POTONGAN DOKUMEN:
Pantai Cimaja Mendunia, Tetapi Belum Terurus

Tiga objek wisata laut yang belakangan ini mulai dikenal sebagai
Balinya Jawa Barat yakni Pantai Cimaja, Karang Pakpak, dan Ombak
Tujuh, dalam dua pekan ini terlihat dibanjiri penggila olah raga
selancar air (surfing). Para surfer (peselancar) sengaja datang dari
Jakarta, Bandung, dan sejumlah kota besar lainnya, dengan peralatan
lengkap sekadar untuk menjajal nyali menaklukkan puncak gelombang yang
berharap lebih tinggi dari hari biasanya.

 Pantai Cimaja yang berlokasi di Desa Cimaja, Kecamatan Cikakak, Kab.
Sukabumi, merupakan pantai yang menjadi tujuan utama. Pantai paling
terkenal di antara ketiga pantai, yang berada di gugusan pantai laut
selatan Kab. Sukabumi dengan panjang hingga 117 kilometer. Popularitas
Pantai Cimaja sebagai kawasan surfing di dunia internasional, tak
terlepas dari lahirnya atlet peselancar tingkat dunia asal Indonesia
yang tergolong masih belia Sandi Selamat (16). Pantai yang berjarak
sekitar tiga belas kilometer arah utara Kota Pelabuhan Ratu, beberapa
kali dijadikan arena lomba selancar tingkat nasional dan
internasional.

Kontur pantai yang berbeda dengan pantai pada umumnya, menjadikan
Pantai Cimaja sebagai objek sangat menarik untuk dikunjungi.
”Sepanjang pantai berhiaskan bebatuan kali yang bentuknya hampir sama
bulat,” ujar Luluh, pengelola salah satu hotel di Jalan Raya Pelabuhan
Ratu-Cisolok.

Jarak tempuh dari Jakarta ke Cimaja sekitar 120 kilometer dan dari
Bandung mencapai 203 kilometer, seakan bukan menjadi penghalang.
Hampir setiap akhir pekan, antara Jumat hingga Minggu kawasan pantai
selalu penuhi peselancar.

Tidak hanya masyarakat sekitar atau atlet asal Jakarta dan Bandung,
tetapi juga ekspatriat yang bekerja di sejumlah kota besar di tanah
air menjajal gelombang Cimaja. Hal ini pula yang menjadikan Cimaja
mengantongi predikat Bali-nya Sukabumi.

Pantai Cimaja semakin mendunia, saat  peselancar Sandi Selamat tampil
di ajang kejuaraan surfing Asia Pasifik di Eropa,  di Prancis,
September tahun lalu. Para peselancar tingkat dunia seakan dibuat
penasaran, akan kemahiran pemuda asal Cimaja tersebut. Oleh karena
itu, ketika kejuaraan berkelas internasional Indonesian Surfing
Championship, Coca-Cola Indonesian Surfing Championship Tour, dan The
Billabong Pro Java digelar, peserta pun membeludak.

SOAL YANG DIBERIKAN 1:
Menurut potongan dokumen tentang Pantai Cimaja, berapa jarak tempuh dari Bandung ke Cimaja?
SOAL YANG DIBERIKAN 2:
Sunting potongan dokumen tentang Pantai Cimaja dengan menulis ulang bagian yang dimulai dari "Tiga objek wisata" dan berlanjut hingga "Kecamatan Cikakak, Kab.", lalu ganti "penggila" dengan "pencinta".
SOAL YANG DIBERIKAN 3:
Sambung potongan dokumen tentang Pantai Cimaja mulai dari kalimat terakhirnya.
Daftar berikut tidak berkaitan dengan potongan dokumen tentang Pantai Cimaja.

Entri pelabelan posisi objek:
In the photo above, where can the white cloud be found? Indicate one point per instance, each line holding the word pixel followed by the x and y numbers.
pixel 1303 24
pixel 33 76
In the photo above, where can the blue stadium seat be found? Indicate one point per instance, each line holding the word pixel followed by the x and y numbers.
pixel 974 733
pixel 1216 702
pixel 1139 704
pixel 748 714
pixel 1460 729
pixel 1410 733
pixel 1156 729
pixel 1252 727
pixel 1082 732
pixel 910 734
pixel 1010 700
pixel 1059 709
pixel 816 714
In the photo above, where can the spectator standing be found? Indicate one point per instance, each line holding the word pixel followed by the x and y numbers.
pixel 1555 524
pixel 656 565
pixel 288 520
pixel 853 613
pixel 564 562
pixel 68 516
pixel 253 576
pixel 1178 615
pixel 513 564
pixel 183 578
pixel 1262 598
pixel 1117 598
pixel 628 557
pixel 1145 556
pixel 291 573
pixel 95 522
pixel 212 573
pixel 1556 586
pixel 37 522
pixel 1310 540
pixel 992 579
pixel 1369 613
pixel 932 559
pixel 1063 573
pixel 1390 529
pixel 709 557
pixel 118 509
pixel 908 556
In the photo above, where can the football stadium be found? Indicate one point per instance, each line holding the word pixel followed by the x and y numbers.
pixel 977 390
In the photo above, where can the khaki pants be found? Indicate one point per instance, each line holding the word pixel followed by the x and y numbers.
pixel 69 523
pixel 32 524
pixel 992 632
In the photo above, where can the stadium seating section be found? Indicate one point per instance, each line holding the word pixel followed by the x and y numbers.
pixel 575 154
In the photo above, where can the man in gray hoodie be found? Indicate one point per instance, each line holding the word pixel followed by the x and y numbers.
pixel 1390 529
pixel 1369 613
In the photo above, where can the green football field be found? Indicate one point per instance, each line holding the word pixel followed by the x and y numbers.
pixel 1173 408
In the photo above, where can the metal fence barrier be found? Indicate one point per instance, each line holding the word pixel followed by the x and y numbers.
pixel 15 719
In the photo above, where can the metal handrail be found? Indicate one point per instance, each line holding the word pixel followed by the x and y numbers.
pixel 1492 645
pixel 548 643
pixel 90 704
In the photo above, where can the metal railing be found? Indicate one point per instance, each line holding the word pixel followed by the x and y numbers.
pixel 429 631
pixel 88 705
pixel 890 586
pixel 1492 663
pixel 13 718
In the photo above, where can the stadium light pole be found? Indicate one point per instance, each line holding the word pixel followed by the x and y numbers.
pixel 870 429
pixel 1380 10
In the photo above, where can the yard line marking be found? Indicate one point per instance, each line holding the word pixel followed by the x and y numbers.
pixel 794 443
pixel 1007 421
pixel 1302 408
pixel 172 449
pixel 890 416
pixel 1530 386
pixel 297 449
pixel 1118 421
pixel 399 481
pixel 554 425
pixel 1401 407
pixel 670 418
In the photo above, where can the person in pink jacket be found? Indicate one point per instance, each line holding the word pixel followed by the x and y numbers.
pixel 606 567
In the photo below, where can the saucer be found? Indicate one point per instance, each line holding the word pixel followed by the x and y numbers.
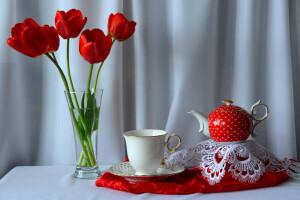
pixel 125 170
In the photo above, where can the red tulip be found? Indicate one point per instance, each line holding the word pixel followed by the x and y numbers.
pixel 94 46
pixel 29 38
pixel 119 27
pixel 53 38
pixel 69 24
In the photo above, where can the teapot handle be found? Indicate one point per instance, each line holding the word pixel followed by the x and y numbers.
pixel 258 120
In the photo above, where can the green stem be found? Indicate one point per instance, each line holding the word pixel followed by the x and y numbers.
pixel 89 80
pixel 90 155
pixel 54 56
pixel 96 80
pixel 91 148
pixel 71 83
pixel 72 107
pixel 80 158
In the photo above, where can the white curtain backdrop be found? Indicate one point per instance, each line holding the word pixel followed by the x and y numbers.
pixel 184 55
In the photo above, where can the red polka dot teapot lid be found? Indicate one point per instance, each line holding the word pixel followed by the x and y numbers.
pixel 229 107
pixel 230 123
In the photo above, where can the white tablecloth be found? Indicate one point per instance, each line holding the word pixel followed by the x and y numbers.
pixel 57 183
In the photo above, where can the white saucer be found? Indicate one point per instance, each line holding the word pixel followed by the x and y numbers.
pixel 125 170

JAWABAN 1:
Jarak tempuh dari Bandung ke Cimaja mencapai 203 kilometer.

JAWABAN 2:
Tiga objek wisata laut yang belakangan ini mulai dikenal sebagai
Balinya Jawa Barat yakni Pantai Cimaja, Karang Pakpak, dan Ombak
Tujuh, dalam dua pekan ini terlihat dibanjiri pencinta olah raga
selancar air (surfing). Para surfer (peselancar) sengaja datang dari
Jakarta, Bandung, dan sejumlah kota besar lainnya, dengan peralatan
lengkap sekadar untuk menjajal nyali menaklukkan puncak gelombang yang
berharap lebih tinggi dari hari biasanya.

 Pantai Cimaja yang berlokasi di Desa Cimaja, Kecamatan Cikakak, Kab.

JAWABAN 3:
Sarana akomodasi dan transportasi di Cimaja, relatif mudah. Untuk
pondokan dan hotel, wisatawan dapat memilih mulai dari yang kelas
non-bintang (melati) hingga non-bintang berfasilitas bintang dengan
harga sangat terjangkau. Demikian pula halnya dengan sarana
berselancar. Ada banyak tempat penyewaan, penjual hingga jasa
perbaikan papan selancar. Harganya pun sangat  bervariasi, tergantung
merek.

Seperti yang ditawarkan Pak Endin, berbagai jenis papan selancar
tersedia. Ada papan selancar berjenis knee board karena dipakai dengan
cara berlutut, short board yang dipakai dengan cara berdiri normal,
serta long board atau malibu yang lebih klasik dan menyenangkan, serta
mini malibu yang berukuran lebih pendek dari malibu. Harga papan-papan
selancar ini berkisar antara Rp 5 juta hingga Rp 10 juta. Semuanya
handmade yang lazim dipakai oleh para legenda peselancar.

Namun, sangat disayangkan, sebagai salah satu tujuan wisata dan juga
kawasan berolah raga yang mulai mendunia, kawasan Pantai Cimaja tidak
didukung dengan fasilitas maupun penataan layaknya satu objek wisata
atau kawasan berolah raga air.

Untuk menuju bibir pantai, bagi pengunjung yang memaksakan diri
membawa kendaraan, terlebih dahulu harus melewati tanah kosong yang
jaraknya cukup jauh dan kebun warga. Sementara bila berniat jalan
kaki, bisa memotong jalan melalui Didesa Resort, tentunya dengan
terlebih dahulu meminta izin kepada pihak hotel.

Di lokasi surfing, sama sekali tidak ada bangunan untuk fasilitas
wisatawan maupun wisatawan khusus untuk berselancar, terutama
peselancar asing. Bila beristirahat, mereka hanya bisa duduk di
bebatuan yang berserakan dan berteduh di pepohonan pandan pantai.
”Tidak ada fasilitas khusus bagi mereka. Kalau mereka ingin buang air
atau mandi terpaksa harus berlari dulu ke hotel. Tidak ada kafe maupun
gazebo untuk tempat makan dan beristirahat. Padahal, kalau mereka
sudah bermain surfing bisa seharian,” ujar Pak Endin.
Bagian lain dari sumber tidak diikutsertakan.